ACTIVITY - The lines to copy run from the one containing "of the wrinkled" to the end of the records below; repeat them exactly and include nothing else.

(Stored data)

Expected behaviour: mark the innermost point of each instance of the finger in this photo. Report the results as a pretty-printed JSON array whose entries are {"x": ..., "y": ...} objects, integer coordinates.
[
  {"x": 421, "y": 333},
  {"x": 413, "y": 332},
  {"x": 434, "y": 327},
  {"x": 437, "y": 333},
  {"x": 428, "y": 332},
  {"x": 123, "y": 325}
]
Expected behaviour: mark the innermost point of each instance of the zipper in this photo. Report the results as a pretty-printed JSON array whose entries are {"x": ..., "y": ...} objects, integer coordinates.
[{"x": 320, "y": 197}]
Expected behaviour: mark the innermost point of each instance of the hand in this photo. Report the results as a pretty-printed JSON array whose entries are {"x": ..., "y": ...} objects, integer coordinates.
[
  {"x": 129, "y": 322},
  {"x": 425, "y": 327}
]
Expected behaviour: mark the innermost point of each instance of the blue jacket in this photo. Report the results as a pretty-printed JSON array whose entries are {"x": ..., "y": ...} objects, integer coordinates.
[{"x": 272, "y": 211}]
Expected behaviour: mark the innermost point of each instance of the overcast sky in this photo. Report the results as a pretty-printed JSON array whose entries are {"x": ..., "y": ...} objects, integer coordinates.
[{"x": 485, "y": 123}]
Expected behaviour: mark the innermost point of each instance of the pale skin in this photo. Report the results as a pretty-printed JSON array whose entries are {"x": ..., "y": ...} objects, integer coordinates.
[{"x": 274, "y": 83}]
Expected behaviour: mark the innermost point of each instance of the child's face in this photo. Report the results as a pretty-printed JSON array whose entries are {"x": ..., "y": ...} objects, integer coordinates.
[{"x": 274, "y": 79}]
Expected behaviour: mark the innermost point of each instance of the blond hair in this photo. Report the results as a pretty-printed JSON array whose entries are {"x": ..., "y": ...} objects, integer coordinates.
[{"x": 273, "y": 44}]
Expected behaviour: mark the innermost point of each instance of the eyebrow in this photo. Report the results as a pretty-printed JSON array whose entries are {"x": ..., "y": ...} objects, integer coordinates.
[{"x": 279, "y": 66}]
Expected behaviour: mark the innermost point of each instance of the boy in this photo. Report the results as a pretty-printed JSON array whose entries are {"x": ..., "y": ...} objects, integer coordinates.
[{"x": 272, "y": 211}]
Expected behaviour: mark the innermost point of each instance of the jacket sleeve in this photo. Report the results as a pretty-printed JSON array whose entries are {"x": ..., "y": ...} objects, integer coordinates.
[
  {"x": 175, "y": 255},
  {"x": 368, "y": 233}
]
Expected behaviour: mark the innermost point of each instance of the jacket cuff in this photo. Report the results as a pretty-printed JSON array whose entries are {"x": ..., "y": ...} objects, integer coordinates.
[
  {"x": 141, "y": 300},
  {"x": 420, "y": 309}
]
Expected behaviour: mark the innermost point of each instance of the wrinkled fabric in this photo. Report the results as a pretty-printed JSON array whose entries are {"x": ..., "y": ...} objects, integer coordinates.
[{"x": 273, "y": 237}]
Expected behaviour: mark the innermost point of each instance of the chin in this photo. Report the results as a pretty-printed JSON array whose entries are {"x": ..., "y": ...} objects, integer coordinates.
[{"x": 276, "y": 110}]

TASK RESPONSE -
Expected behaviour: mark the innermost point of each instance of the wrinkled fabric in this photo. Report the results as a pretty-printed JSON array whose entries are {"x": ..., "y": ...} objects, integer coordinates.
[{"x": 273, "y": 237}]
Expected behaviour: mark the innermost point of each instance of the chin in this photo. Report the results as a pretty-printed JSON array whose entries are {"x": ..., "y": ...} objects, integer coordinates.
[{"x": 276, "y": 110}]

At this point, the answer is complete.